Set of tasks:
1. Please rewrite the paragraph of the text on Liebknecht beginning "Liebknecht the man is" as a short list that keeps its main facts.
2. Revise the text on Liebknecht from "On August 3rd and 4th, 1914, the" up to and including "3rd and 4th.", putting "Imperial Diet" in place of "Reichstag".
3. In the text on Liebknecht, which members held out to the end in the last vote?

In 1912 he was elected representative to the Reichstag by the people of Potsdam-Osthavelland, under the very window of the Kaiser. The announcement of his success was met with wild demonstrations of delight. The sentiments of the surging crowds before the office of the Berlin Vorwärts when the result of the election was made public were voiced by a young workingman, when he exclaimed, "The new voice of freedom will be heard from now on in the Reichstag." In the Reichstag Liebknecht hurled with renewed zeal his invectives against the huge armaments and militarism of Germany.
Liebknecht the man is of the kindest nature and frankest personality. There is to be seen in his make-up no grain of pretentiousness, of false pride—indeed, he usually lunches quite happily upon a sandwich in the train, too busy to find any other time for his meal. His home life is ideal. His present wife—his first died in 1912—is a Russian by birth, a graduate of the University of Heidelberg, and an ideal companion and helpmate.
On August 3rd and 4th, 1914, the Social-Democratic members of the Reichstag called a special meeting in order to decide what stand the party should take on the War.
At the first vote taken, ninety-four members were for voting for the budget and only fourteen against. At the last there were only three who held out to the end—Liebknecht, Ledebour, and Haase.
The officials of the party tried to give the impression that there were no differences of opinion in the party, but Liebknecht wrote the following letter, which was published in the Bürger Zeitung, Bremen, September 18, 1914.
"I understand that several members of the Socialist Party have written all manner of statements to the press with regard to the deliberations of the Socialist Party in the Reichstag on August 3rd and 4th.

Material:
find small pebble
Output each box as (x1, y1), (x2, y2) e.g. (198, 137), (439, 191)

Completed exercise:
1.
- Liebknecht is very kind and frank.
- He has no pretentiousness or false pride, and he often lunches on a sandwich in the train because he is too busy to eat at any other time.
- His home life is ideal.
- His first wife died in 1912.
- His present wife is Russian by birth, a graduate of the University of Heidelberg, and an ideal companion and helpmate.

2.
On August 3rd and 4th, 1914, the Social-Democratic members of the Imperial Diet called a special meeting in order to decide what stand the party should take on the War.
At the first vote taken, ninety-four members were for voting for the budget and only fourteen against. At the last there were only three who held out to the end—Liebknecht, Ledebour, and Haase.
The officials of the party tried to give the impression that there were no differences of opinion in the party, but Liebknecht wrote the following letter, which was published in the Bürger Zeitung, Bremen, September 18, 1914.
"I understand that several members of the Socialist Party have written all manner of statements to the press with regard to the deliberations of the Socialist Party in the Imperial Diet on August 3rd and 4th.

3. Liebknecht, Ledebour, and Haase